§ **GOAL**
Reproduce every line of the material below verbatim, without changing a single character.

§ **SUPPLIED DATA**
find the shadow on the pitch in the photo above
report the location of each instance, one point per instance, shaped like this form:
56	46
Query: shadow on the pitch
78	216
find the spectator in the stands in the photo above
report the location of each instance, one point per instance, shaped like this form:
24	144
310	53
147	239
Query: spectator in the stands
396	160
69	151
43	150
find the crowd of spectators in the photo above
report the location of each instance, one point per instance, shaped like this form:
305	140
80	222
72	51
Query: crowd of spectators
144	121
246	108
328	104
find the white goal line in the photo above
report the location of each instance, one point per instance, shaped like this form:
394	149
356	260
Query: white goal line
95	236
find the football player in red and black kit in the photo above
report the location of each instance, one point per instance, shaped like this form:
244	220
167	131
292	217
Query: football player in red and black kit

§ **TASK SOLUTION**
find the shadow on the pitch in the photo above
report the location of each instance, one point per instance, shaped like this form:
56	46
Query: shadow on the pitch
78	216
find the spectator in the stands in the photo above
report the location of each instance, one point per instance, shaped like this form:
24	144
310	53
147	239
Query: spectator in the stands
396	160
69	151
43	150
find the crowd of spectators in the photo above
report the location of each instance, one point per instance, shaped like this form:
305	140
80	222
72	51
Query: crowd of spectators
144	121
246	108
328	104
find the white goal line in the photo above
report the location of each instance, one point per instance, shaped like this form:
394	149
356	260
Query: white goal line
95	236
find the football player in red and black kit in the photo above
report the location of each instance, one point per instance, shaped like this form:
244	220
167	131
292	217
Query: football player in red and black kit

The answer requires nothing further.